### Activity
Skipping the images, transcribe each record below as it is.

** Raw data follows **

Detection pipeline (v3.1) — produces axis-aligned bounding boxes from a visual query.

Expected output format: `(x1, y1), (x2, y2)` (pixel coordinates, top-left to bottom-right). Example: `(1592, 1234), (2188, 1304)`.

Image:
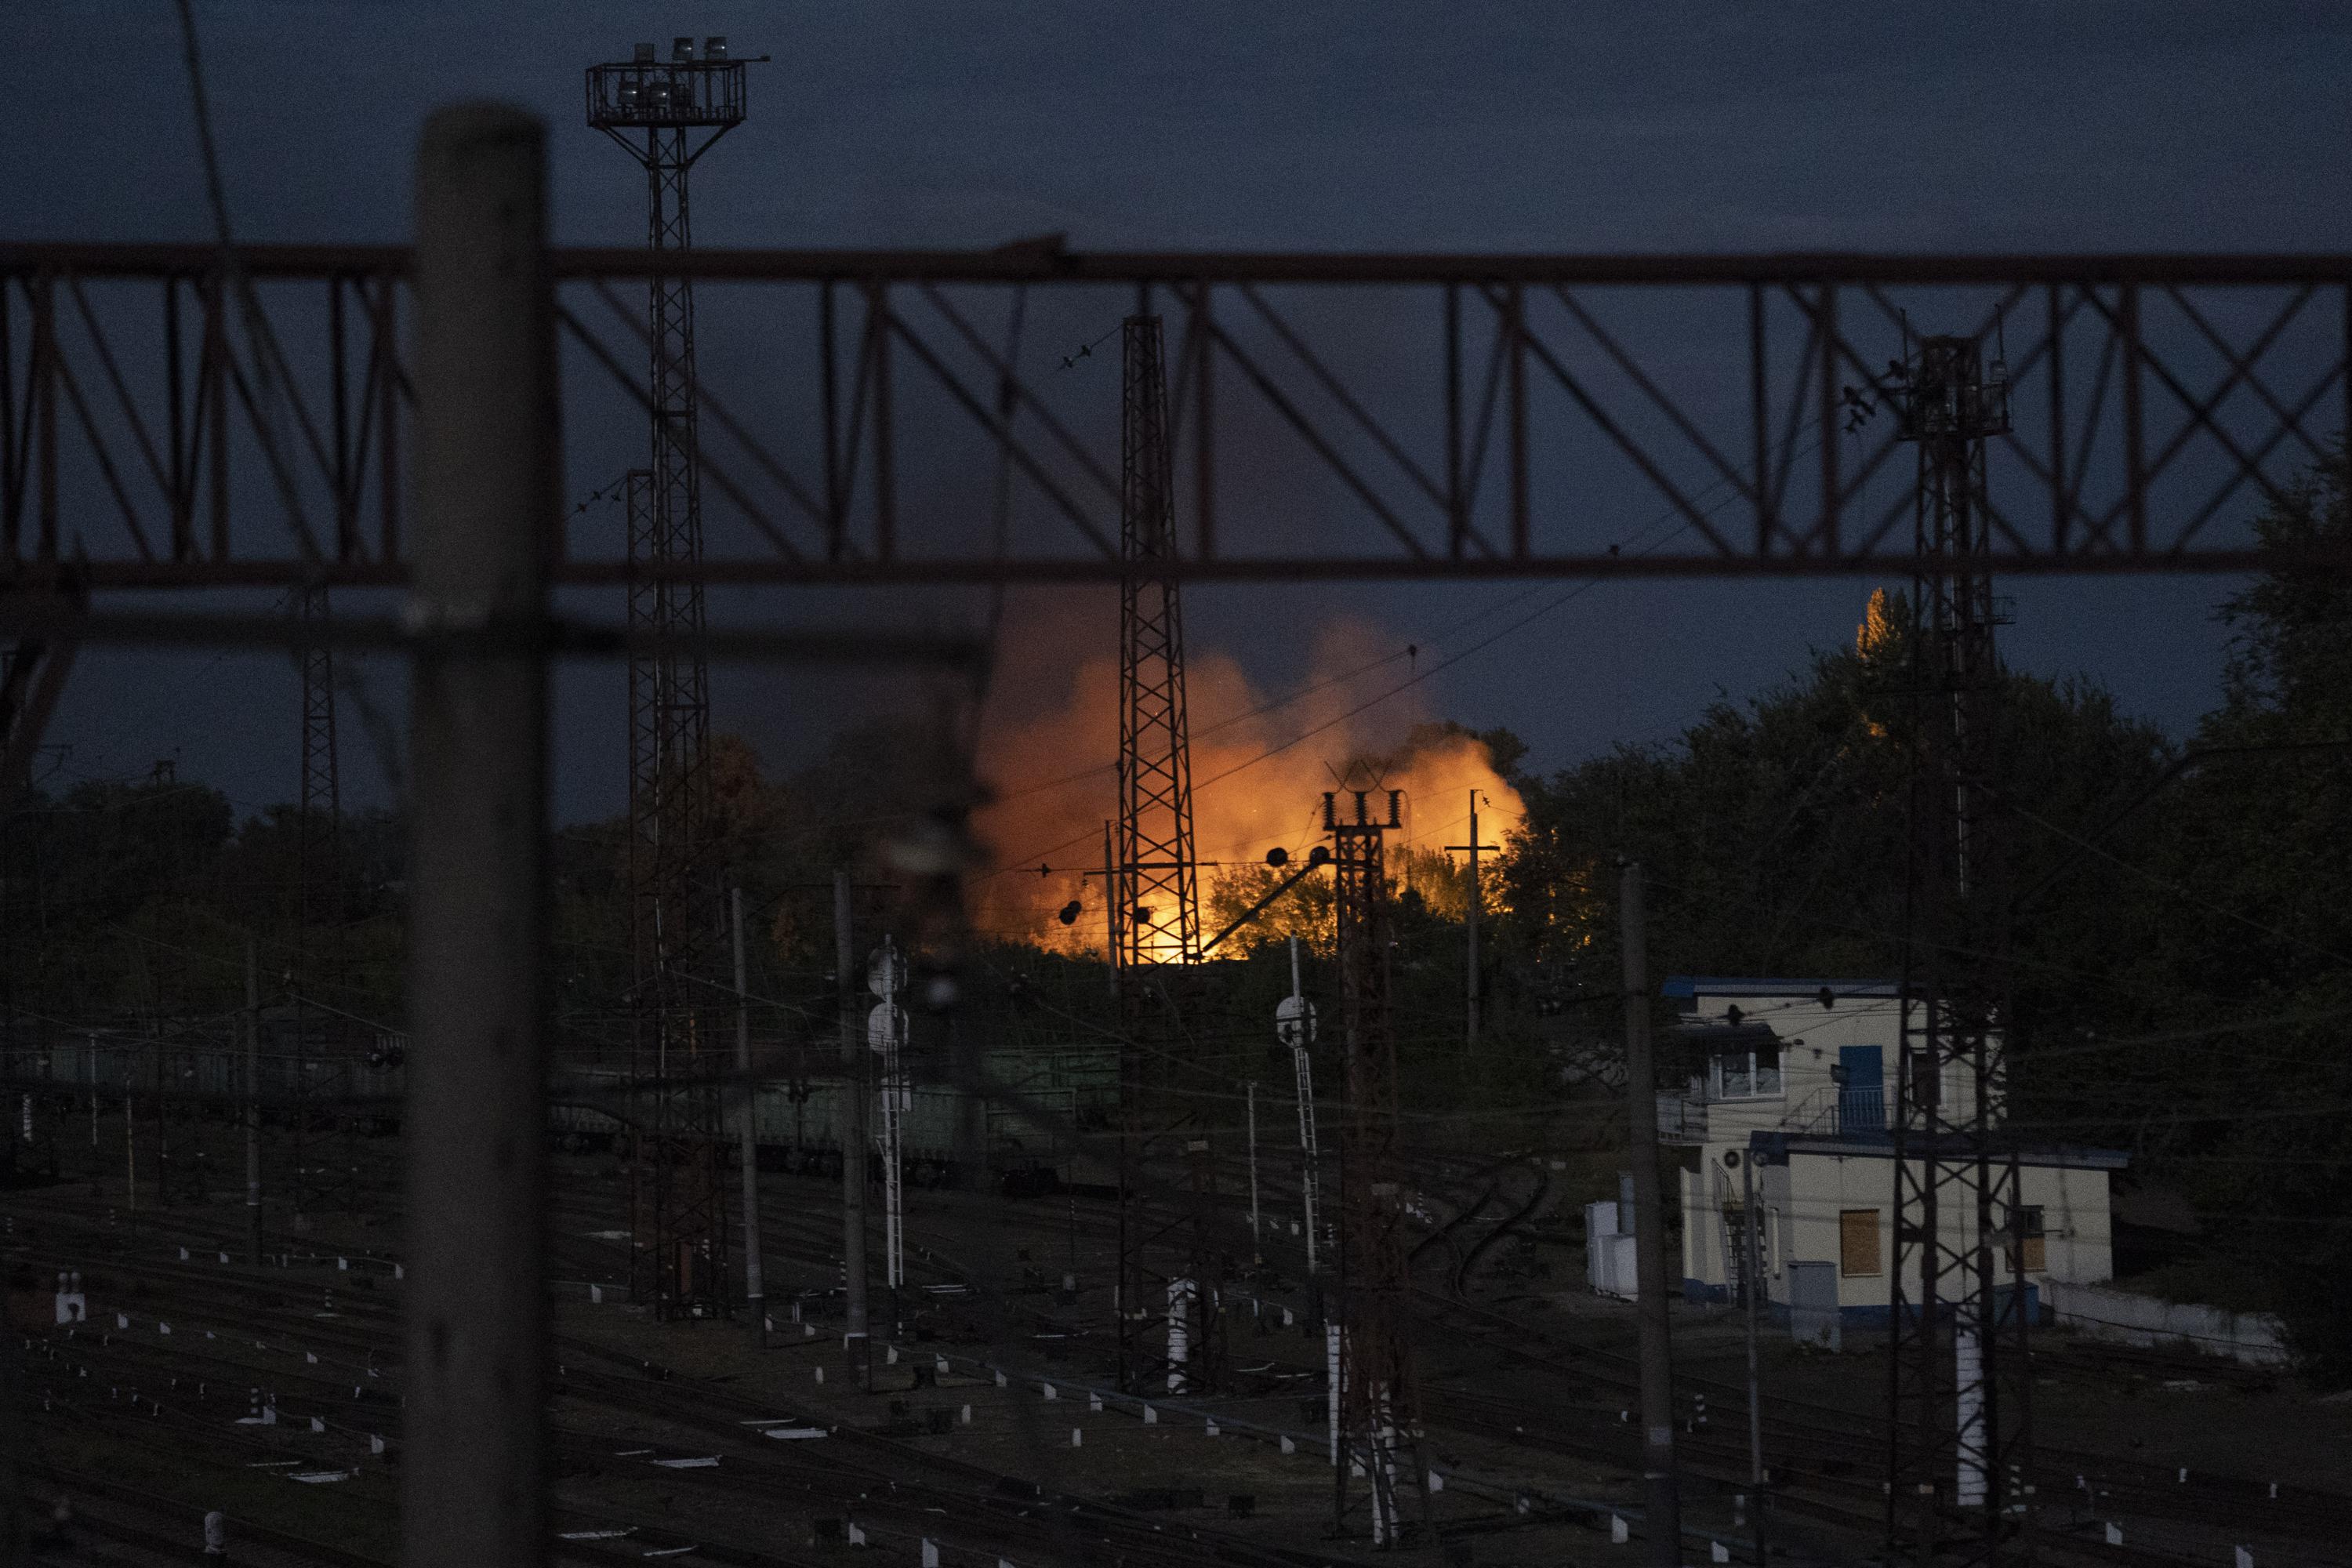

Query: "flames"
(970, 604), (1526, 956)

** End of Raw data **

### Solution to this task
Detection pipeline (v3.1) — produces axis-aligned bounding boxes from a visual query.

Expected output format: `(x1, y1), (x2, y2)` (pixel coordinates, top-left to bottom-right). Example: `(1592, 1234), (2188, 1304)`.

Image:

Query: "flames"
(970, 604), (1526, 956)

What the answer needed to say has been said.